Exercise tasks ->
1. Answer these questions using the article on ultrasonic algae control:
(a) About what percentage of the time does ultrasonic algae control work?
(b) Which two algae does the article name as ones ultrasound cannot damage enough to kill?
(c) For how many days is an ultrasound system placed in a pond during a trial period?
2. Update the article on ultrasonic algae control by giving everything from "So how do you" down to "into the water." again, with "air bladder" changed to "gas vesicle".
3. In the article on ultrasonic algae control, which units of measurement are attached to numbers?

Selected extract ->
Ultrasonic Algae Control – Best Practices For 2012

After six or seven years of using ultrasound technology in ponds, we’ve discovered several things that can improve performance.  These simple steps have literally made the difference between success and failure in terms of algae control.  Watch the video below to learn more.

 

 

Ultrasound works to control algae by creating a targeted, resonating vibration in the cells of the plant. Over time these vibrations help to degrade or damage the cell wall and the algae becomes disabled or damaged enough to die off. This all sounds really sci-fi until you look at the results under a microscope or better still, see the reduction in algae in a pond first hand. In a word, it’s amazing technology.

But it’s not perfect.

Ultrasonic algae control works around 70 to 75% of the time.  And it does work on most algae types, but certainly not all of them.  Due to the cellular structure of certain algae, such as Oscillitoria or Pediastrum, it just can’t damage them enough to kill them.

So how do you decide if ultrasound is right for your situation?

As I mention  in the video, there may be some tell-tale signs that may help if you watch the algae.  For green water types that get denser or greener during the day and lighten up or even go away at dusk or dawn, then ultrasound may help by disabling the air bladder that these algae use to move up and down in the water.  They come up during the day for photosynthesis, but if they can’t rise to the surface they’ll simply die off at the bottom.  These particular algae respond best in waters that are not so shallow.  Six to eight feet of depth or more should provide enough to keep them at bay on the bottom after the ultrasound has damaged them.  In shallower waters they still sink, but can hang on for longer periods of time since sunlight penetrates deep enough into the water.

For most algae cases though we’ll have two things we can do to check on ultrasound’s effectiveness. 

The first is a microscopic evaluation of the algae.  This may tell us if an algae type that can’t be controlled is present, and if it is, we can assume ultrasound won’t help that much. 

The second, and most effective option (with 100% accuracy) is a short term trial period where an ultrasound system is actually placed in the pond for 60 days and the performance is evaluated.  It’s about the only way to know for sure if a system will work well or not. 

Due to this fact, at the beginning of 2012 we started a full scale trial / rental program for ultrasounds and it’s helped pond owners determine, without a lot of risk or investment whether the technology will fit their needs.

Dataset entries:
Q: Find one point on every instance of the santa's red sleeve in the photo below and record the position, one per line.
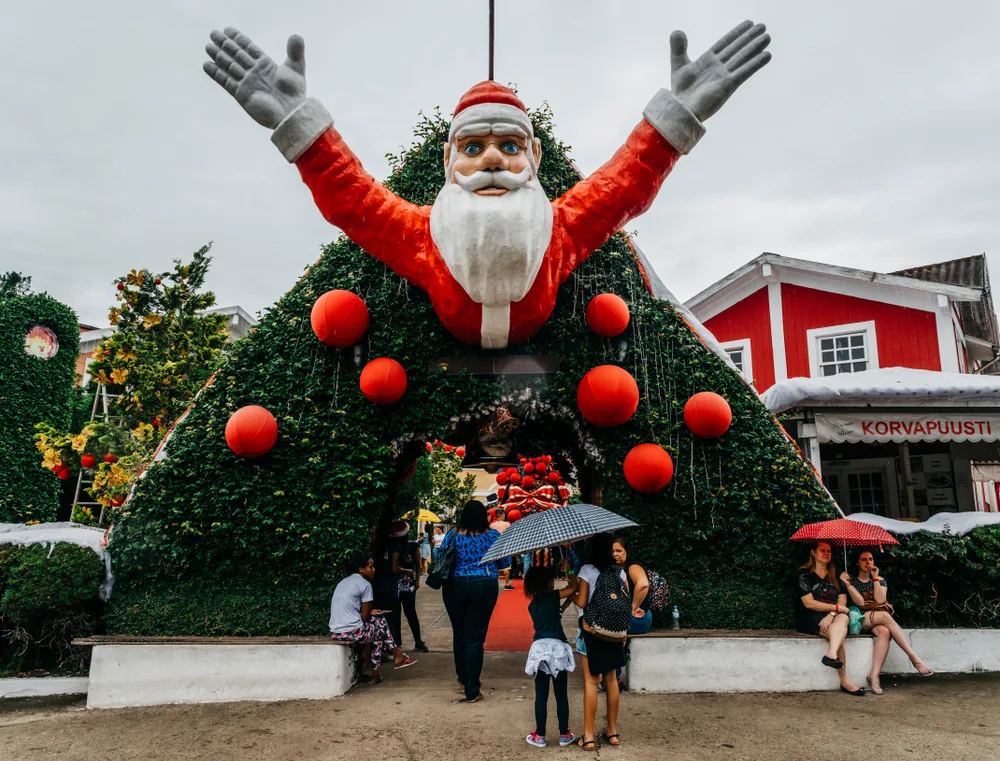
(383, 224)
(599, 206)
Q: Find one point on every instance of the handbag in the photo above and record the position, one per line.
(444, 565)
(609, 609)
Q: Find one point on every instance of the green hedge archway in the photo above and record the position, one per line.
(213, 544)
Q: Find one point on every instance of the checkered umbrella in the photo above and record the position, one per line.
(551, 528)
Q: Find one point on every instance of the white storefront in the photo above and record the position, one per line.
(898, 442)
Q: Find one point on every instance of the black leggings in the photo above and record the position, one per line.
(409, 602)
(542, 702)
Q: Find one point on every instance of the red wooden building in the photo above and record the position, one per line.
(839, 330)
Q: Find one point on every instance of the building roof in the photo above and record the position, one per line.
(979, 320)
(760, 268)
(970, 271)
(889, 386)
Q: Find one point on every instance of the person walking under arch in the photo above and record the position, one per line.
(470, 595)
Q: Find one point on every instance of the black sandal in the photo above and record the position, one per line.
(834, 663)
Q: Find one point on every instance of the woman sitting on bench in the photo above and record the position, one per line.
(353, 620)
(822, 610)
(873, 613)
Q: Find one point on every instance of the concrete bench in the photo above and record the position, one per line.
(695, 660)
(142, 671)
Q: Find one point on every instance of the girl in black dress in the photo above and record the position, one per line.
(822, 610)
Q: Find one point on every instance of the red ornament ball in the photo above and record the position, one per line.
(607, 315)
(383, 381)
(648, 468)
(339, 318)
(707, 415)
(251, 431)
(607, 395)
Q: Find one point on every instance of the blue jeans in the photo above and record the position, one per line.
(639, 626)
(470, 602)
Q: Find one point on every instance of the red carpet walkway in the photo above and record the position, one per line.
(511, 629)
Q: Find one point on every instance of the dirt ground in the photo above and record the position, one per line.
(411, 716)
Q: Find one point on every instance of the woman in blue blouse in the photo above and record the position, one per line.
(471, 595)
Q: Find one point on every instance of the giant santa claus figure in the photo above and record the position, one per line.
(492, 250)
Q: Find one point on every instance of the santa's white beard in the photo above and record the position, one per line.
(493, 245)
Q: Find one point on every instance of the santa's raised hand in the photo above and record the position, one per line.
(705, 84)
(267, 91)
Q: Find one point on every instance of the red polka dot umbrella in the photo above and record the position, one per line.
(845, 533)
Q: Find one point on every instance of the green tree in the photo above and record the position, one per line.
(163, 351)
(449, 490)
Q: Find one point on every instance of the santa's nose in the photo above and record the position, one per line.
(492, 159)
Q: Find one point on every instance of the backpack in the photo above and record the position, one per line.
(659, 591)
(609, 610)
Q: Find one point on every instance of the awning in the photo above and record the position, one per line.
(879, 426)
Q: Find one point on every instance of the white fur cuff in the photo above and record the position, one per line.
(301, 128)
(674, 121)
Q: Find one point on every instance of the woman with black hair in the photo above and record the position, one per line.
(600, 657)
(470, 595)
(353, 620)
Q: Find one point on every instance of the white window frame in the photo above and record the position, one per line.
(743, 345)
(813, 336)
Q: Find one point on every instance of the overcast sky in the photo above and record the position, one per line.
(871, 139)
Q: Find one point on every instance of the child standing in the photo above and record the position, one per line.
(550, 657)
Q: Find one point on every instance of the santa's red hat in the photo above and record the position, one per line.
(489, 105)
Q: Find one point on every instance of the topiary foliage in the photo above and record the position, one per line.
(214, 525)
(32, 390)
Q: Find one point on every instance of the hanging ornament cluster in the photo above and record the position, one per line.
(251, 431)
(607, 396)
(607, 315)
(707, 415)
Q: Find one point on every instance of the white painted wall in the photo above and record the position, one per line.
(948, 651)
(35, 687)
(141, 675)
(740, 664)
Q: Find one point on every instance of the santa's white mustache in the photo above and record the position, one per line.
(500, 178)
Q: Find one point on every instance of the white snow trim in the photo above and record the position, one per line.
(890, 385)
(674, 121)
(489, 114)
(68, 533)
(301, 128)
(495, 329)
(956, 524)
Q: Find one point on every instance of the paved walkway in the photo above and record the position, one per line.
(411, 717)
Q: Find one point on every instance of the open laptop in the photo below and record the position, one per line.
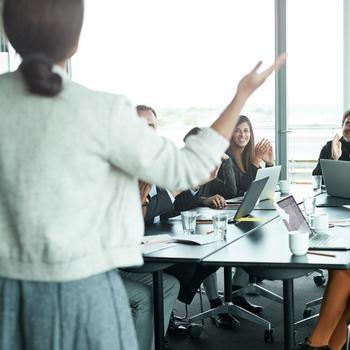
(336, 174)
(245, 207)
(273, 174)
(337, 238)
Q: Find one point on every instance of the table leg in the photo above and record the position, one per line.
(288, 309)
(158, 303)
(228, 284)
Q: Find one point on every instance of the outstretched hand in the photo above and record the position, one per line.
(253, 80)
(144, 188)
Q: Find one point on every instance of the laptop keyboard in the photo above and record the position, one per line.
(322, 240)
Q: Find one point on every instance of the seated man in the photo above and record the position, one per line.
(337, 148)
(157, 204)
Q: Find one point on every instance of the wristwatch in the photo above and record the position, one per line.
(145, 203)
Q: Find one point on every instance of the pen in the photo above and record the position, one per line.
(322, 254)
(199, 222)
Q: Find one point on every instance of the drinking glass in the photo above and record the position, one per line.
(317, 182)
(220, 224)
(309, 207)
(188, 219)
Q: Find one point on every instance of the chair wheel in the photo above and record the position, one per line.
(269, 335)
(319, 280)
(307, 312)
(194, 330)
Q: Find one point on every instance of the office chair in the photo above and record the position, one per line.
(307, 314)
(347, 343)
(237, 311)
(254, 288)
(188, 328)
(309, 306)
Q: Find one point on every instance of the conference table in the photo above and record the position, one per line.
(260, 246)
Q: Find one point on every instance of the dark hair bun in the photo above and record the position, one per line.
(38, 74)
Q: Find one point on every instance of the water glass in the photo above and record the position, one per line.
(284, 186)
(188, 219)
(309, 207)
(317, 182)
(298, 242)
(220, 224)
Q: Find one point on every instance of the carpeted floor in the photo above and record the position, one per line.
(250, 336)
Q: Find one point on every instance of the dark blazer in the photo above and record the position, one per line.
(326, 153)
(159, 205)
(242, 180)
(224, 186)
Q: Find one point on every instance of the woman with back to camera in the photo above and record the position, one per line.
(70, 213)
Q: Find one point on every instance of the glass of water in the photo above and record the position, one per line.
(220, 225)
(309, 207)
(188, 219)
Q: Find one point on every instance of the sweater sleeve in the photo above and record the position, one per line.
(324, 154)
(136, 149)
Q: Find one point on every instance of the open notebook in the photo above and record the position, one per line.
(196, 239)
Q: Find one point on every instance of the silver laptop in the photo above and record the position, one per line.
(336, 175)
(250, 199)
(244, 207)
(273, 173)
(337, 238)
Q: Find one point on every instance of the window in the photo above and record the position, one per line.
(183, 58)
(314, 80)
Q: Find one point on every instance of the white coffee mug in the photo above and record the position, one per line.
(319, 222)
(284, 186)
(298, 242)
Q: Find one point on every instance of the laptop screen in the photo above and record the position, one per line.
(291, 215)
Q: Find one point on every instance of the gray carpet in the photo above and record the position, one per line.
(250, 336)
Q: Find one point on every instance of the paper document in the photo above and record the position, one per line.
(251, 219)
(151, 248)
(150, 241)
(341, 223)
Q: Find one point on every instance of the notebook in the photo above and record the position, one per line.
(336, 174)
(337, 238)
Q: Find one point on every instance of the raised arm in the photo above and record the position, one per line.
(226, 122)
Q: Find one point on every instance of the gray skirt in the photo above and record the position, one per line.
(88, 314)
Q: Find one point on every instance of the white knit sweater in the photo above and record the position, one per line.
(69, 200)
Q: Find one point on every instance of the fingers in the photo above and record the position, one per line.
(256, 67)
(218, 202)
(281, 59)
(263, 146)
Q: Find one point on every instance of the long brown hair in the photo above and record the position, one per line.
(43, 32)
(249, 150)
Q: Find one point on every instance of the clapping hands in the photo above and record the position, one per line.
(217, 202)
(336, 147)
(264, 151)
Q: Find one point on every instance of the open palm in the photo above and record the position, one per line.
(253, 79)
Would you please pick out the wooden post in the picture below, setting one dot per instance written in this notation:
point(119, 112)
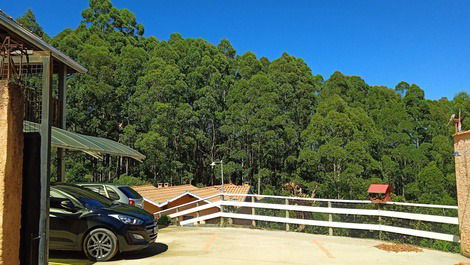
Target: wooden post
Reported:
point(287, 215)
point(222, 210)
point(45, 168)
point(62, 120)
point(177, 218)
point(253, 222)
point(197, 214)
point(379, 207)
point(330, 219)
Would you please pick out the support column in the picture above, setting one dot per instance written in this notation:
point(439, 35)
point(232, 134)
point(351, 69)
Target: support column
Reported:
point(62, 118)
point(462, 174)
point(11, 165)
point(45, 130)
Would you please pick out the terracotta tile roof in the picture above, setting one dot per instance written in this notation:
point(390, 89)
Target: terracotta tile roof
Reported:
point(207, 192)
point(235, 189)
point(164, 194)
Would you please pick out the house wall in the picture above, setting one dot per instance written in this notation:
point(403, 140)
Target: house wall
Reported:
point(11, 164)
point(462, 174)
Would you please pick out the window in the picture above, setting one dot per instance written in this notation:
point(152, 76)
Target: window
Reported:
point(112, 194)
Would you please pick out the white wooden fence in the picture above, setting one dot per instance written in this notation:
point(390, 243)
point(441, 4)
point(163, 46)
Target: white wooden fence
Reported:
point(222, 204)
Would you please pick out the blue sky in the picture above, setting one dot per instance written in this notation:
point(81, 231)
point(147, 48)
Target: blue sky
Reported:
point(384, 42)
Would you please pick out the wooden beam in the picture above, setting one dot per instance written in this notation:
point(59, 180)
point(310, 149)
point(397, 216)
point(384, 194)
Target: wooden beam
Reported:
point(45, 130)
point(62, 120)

Expected results ->
1.
(a) Around 70 to 75% of the time.
(b) Oscillitoria and Pediastrum.
(c) 60 days.

2.
So how do you decide if ultrasound is right for your situation?

As I mention  in the video, there may be some tell-tale signs that may help if you watch the algae.  For green water types that get denser or greener during the day and lighten up or even go away at dusk or dawn, then ultrasound may help by disabling the gas vesicle that these algae use to move up and down in the water.  They come up during the day for photosynthesis, but if they can’t rise to the surface they’ll simply die off at the bottom.  These particular algae respond best in waters that are not so shallow.  Six to eight feet of depth or more should provide enough to keep them at bay on the bottom after the ultrasound has damaged them.  In shallower waters they still sink, but can hang on for longer periods of time since sunlight penetrates deep enough into the water.

3.
- years (six or seven years)
- percent (70 to 75%, 100%)
- feet (six to eight feet)
- days (60 days)